EXCERPT PROVIDED:
+ + + + +

All lives can’t matter until black lives matter. (2025)

Reverse Gifting: the playfully connected alternative

The best gifts have a lot of personal meaning, have a strong element of surprise, and celebrate and enhance the connection between giver and receiver. But how often does this actually happen? What if I had a way to guarantee this would happen EVERY time? Would you be interested?

I won’t mince words: I don’t like traditional gift exchanges. There is so much pressure, and for every treasured gift there are many more well-intentioned duds given and received. And many people don’t even gift at all for lack of funds or inspiration. While “it’s the thought that counts” is true to an extent I think we can do so much better. I think we can get more personal, more playful, more connected, more “in the spirit” AND have a 100% success rate.

So I present for your consideration: Reverse Gifting.

Here’s how it works: two people agree to Reverse Gift with each other. Each one gives a present to him or herself that “comes from” the other person.

Now, I know what you’re probably thinking: that sounds selfish and awful. Selfish? In a way, yes. Awful? No, more like AWESOME. I’ve done this before and with the right attitude from both sides it’s a delight. Please allow me to explain.

Reverse Gifting allows us to tell the person what we really want from them and have them accept in the spirit of the exchange. The thing is, chances are what we REALLY want from them is actually more of them, not some object.

A meal together. A partner for some chore. A regular phone call. A periodic photo. Some skill they have that will really help you out. A commissioned poem, artwork, or craft item, no matter the talent level.

You “tell” them by stating that’s what they gave you (if it isn’t a physical object you’ve already procured). You wrap it up and put a bow and a card on it and then you open it in their presence. Or if you’re apart, maybe you send them your gift and they open it for you to discover what they gave you. SURPRISE!

+ + + + +

INFORMATION PROVIDED:
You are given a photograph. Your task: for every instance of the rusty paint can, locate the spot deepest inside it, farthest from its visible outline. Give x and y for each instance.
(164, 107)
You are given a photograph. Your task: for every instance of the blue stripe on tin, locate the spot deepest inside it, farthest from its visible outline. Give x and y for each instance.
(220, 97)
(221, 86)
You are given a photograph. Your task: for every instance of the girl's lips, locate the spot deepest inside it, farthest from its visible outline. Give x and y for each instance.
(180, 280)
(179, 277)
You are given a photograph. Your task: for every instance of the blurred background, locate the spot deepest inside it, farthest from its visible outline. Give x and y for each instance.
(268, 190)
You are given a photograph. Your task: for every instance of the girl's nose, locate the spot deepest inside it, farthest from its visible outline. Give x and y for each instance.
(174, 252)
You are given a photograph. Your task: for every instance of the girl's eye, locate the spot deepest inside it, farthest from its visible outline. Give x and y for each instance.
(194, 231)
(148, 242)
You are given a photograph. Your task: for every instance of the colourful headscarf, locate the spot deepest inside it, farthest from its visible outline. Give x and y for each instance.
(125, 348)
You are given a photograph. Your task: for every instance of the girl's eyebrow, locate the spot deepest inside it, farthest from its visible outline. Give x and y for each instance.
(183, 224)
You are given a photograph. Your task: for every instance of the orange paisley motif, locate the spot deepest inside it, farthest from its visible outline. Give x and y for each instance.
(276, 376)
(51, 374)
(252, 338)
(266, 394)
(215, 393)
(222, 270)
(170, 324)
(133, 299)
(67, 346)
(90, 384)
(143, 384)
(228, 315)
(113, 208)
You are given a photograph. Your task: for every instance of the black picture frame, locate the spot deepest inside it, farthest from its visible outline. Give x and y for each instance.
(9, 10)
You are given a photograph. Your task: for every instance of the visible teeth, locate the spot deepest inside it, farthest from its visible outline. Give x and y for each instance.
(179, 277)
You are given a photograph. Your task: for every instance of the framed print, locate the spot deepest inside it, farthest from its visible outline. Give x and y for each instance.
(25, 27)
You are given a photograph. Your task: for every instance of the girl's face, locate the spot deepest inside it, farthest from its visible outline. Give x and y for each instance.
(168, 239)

+ + + + +

EXERCISE: Pick up the essay on Reverse Gifting after its final sentence and write the next part. The data is separate material with no connection to the Reverse Gifting essay.

RESULT FOR THIS TASK:
This is a chance for increasing connection. If you still think that Reverse Gifting seems selfish consider this: I have an Amazon Wish List and in traditional gifting scenarios I often hope someone gives me something from my list. Now that I’ve set up a few Reverse Gifting exchanges, buying myself something from my own wish list to “come from” the other person feels empty and meaningless. Those items are trivialized. When I get to really call the shot I’m going for something way more personal.

Here’s the deal. I want people’s time. I want their attention. I want an experience with them. I don’t want a gift card. I don’t want cash. I don’t want some object. I want personal connection. I want to know the other person more. Reverse Gifting allows me to express that this is what I most want from them. It’s a heart opening.

Still, I trust that whatever each person comes up with will be the right thing for them. Maybe it’s more transactional. Maybe it actually is an object that can be opened in the moment, even an impersonal “could come from anybody” wish list item. That’s okay, too, even great. Because that is what that person chose for her or himself to come from me. It’s what he or she most wanted. I honor that and want to be a part of it. I just don’t want to know what it is ahead of time. I want to be surprised in a good way and get to hear all about why they love it.

There truly is a 100% success rate. Everyone puts in and gets out what they want. We’re all VERY happy with our gifts. We’ve shared what we appreciate. We’re together.

Finally, and not surprising at all: the best, most personal gifts often have little or no expense. Reverse Gifting brings the spirit in a big way while also reducing financial strain. [technical detail: the receiver (the one who invents the gift) pays for the gift they receive, and for any related out-of-pocket expenses such as meal ingredients, etc. The receiver can’t force the “giver” to spend money. That would be weird. ]

Try it. There is so little to lose and so much to gain.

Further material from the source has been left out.